INSTRUCTIONS TO FOLLOW: How many lines in the listing below contain the string "human"? Reply with the number alone.

PROVIDED INFORMATION:
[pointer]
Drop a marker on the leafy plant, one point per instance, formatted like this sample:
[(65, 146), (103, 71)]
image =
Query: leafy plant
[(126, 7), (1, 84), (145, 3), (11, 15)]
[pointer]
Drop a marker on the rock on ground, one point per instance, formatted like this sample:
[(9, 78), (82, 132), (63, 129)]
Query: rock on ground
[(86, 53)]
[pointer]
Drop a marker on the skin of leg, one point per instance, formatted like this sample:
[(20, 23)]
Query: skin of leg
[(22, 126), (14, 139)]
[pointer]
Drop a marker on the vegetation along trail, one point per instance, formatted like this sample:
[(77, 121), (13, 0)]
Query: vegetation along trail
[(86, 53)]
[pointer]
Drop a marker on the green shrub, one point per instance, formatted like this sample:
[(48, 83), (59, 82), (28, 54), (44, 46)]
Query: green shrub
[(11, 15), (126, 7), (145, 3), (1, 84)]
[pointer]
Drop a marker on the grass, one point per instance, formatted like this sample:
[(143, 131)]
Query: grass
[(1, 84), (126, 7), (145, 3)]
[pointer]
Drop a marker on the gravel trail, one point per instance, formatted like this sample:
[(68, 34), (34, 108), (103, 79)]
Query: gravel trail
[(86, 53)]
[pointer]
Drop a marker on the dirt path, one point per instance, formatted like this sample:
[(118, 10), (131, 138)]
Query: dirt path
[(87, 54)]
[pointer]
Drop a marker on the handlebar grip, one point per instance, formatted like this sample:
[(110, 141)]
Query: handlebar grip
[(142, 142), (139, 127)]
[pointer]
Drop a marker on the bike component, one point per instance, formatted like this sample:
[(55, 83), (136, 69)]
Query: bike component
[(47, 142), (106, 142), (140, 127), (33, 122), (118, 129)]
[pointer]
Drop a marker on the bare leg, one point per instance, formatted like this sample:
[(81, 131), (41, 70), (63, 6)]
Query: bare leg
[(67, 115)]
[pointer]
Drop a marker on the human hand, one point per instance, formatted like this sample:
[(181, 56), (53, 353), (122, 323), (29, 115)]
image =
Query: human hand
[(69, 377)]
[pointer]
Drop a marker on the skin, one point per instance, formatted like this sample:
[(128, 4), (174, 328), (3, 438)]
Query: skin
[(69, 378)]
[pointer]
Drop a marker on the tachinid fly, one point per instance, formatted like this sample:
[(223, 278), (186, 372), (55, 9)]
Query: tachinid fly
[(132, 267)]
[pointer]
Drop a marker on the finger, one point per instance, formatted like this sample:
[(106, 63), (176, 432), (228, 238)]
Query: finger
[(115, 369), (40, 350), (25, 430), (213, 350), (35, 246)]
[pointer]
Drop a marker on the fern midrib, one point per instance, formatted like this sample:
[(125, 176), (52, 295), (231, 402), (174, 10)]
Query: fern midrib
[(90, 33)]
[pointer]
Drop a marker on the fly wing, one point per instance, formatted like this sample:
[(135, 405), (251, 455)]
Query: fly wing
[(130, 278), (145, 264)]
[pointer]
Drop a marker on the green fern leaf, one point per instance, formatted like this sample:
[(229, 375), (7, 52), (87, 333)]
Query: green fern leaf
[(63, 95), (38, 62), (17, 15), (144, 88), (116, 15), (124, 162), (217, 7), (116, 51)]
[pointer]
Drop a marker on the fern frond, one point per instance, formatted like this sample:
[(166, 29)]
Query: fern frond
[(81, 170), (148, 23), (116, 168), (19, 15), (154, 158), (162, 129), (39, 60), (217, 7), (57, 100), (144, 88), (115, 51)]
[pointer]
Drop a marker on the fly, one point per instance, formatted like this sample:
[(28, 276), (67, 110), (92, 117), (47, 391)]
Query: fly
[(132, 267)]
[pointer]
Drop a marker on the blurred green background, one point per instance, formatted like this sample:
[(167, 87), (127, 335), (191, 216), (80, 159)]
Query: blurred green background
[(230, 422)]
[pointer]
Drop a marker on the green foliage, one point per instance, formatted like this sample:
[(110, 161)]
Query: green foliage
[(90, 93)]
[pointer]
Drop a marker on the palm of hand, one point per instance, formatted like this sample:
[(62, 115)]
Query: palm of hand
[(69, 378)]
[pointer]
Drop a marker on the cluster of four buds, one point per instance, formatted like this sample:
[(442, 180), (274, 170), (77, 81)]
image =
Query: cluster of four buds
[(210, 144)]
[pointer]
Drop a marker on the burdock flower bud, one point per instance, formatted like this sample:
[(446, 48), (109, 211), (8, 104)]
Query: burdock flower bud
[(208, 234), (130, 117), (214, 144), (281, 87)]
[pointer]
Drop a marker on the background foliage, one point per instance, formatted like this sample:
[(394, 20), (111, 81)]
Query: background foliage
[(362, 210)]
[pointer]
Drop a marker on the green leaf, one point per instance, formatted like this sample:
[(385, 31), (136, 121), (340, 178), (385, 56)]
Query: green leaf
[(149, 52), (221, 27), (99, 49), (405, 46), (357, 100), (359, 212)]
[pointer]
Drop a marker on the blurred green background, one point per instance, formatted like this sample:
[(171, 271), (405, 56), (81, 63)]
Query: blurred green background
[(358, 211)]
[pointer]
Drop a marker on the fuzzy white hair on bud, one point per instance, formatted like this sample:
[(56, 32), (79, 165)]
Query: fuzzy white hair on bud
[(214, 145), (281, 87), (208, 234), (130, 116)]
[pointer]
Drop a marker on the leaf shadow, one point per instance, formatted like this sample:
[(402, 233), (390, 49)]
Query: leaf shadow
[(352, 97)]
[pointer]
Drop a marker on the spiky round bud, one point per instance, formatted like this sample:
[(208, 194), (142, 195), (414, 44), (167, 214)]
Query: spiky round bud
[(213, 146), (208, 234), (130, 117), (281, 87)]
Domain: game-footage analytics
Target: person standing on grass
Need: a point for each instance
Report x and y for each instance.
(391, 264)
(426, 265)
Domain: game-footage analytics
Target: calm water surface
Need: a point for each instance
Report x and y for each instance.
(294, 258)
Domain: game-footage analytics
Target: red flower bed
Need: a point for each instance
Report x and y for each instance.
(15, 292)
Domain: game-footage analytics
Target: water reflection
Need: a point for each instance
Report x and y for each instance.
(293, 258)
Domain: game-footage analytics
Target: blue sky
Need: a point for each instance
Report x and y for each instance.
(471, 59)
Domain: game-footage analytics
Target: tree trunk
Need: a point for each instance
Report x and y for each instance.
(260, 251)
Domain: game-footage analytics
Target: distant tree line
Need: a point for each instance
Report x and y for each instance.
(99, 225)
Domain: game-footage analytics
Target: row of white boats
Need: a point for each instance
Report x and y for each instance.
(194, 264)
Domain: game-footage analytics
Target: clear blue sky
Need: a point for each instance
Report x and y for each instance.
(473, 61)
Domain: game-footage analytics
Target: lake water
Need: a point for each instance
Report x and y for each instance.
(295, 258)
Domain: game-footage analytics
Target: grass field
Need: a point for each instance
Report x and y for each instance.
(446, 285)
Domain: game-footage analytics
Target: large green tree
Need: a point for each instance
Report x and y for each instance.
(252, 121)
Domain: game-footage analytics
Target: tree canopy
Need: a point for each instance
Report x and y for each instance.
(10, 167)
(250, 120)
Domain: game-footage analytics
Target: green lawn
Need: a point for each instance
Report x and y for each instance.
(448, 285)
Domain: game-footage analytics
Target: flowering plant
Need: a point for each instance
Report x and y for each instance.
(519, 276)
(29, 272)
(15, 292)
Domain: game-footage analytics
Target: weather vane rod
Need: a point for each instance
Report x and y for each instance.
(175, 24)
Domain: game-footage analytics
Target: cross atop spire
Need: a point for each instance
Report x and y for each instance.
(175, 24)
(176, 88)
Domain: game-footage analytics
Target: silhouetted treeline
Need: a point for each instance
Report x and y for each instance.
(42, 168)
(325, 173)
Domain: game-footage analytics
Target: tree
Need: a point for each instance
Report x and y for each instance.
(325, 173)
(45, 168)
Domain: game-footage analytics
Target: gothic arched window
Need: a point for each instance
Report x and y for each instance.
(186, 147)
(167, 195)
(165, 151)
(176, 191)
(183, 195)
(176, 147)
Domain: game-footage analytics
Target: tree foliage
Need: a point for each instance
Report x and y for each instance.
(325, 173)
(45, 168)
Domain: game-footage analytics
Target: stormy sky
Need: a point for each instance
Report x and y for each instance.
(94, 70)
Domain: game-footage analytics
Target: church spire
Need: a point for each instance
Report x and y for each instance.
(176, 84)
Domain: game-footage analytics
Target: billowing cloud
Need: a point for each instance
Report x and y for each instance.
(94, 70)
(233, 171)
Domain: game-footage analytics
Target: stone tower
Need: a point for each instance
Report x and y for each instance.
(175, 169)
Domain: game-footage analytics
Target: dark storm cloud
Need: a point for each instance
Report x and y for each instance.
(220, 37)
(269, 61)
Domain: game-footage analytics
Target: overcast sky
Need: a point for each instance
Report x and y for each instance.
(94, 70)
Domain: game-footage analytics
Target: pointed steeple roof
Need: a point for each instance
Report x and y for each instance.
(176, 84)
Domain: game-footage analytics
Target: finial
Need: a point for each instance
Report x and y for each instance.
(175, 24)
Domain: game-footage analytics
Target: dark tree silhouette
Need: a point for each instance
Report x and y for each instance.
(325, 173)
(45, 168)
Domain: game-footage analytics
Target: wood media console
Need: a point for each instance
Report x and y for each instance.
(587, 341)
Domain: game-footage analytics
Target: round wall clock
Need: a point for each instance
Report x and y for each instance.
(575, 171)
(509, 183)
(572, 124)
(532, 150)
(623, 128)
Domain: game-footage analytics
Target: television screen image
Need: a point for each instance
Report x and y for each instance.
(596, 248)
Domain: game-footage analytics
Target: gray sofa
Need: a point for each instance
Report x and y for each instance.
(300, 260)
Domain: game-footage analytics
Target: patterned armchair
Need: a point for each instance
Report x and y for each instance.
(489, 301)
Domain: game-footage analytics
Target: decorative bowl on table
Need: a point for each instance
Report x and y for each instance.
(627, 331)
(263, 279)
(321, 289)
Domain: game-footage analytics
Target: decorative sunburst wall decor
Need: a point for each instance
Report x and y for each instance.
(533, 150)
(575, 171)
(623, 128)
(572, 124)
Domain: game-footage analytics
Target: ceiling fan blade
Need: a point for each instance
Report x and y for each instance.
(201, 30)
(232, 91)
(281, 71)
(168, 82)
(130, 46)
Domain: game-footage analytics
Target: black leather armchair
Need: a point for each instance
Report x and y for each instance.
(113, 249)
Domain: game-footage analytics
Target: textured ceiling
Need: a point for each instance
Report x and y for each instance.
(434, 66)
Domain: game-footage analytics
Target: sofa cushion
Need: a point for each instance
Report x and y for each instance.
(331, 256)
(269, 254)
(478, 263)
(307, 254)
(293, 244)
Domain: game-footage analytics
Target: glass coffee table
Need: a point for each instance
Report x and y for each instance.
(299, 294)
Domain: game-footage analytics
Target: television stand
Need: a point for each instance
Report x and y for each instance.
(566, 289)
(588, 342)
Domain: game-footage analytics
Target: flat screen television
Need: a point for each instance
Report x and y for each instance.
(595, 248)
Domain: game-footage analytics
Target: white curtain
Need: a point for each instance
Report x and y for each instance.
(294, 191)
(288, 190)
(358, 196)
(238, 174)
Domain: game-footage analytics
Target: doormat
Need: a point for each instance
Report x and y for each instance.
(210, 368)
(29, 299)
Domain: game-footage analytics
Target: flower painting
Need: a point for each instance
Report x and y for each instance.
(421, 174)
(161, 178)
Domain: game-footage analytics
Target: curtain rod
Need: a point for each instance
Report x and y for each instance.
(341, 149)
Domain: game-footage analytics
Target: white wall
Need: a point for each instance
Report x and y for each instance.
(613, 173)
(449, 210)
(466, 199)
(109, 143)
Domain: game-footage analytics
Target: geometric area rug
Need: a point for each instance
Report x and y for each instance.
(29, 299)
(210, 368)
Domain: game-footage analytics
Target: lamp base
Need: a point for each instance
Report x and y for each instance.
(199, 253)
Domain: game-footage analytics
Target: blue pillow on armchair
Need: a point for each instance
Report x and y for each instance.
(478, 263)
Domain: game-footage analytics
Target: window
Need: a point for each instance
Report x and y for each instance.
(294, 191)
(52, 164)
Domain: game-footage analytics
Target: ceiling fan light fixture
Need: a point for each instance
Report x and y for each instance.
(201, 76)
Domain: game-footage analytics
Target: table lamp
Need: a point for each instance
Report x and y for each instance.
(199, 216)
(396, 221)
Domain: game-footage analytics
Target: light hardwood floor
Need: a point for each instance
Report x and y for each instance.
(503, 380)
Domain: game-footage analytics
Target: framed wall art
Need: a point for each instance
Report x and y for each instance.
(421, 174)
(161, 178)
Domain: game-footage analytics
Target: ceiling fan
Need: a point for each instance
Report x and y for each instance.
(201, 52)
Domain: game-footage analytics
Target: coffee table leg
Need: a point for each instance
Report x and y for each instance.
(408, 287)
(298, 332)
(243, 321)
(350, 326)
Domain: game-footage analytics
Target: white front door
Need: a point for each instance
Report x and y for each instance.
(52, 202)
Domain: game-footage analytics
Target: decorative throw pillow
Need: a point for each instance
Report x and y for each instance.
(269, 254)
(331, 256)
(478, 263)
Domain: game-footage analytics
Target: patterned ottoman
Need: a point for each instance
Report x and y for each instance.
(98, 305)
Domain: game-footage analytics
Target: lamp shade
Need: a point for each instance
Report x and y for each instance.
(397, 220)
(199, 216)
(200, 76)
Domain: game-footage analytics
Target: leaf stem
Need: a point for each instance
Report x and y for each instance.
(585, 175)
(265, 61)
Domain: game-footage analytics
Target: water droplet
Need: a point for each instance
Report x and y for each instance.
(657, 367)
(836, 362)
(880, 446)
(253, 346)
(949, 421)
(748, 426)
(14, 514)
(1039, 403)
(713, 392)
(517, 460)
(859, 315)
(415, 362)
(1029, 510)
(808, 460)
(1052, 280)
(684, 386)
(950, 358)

TASK RESPONSE: 2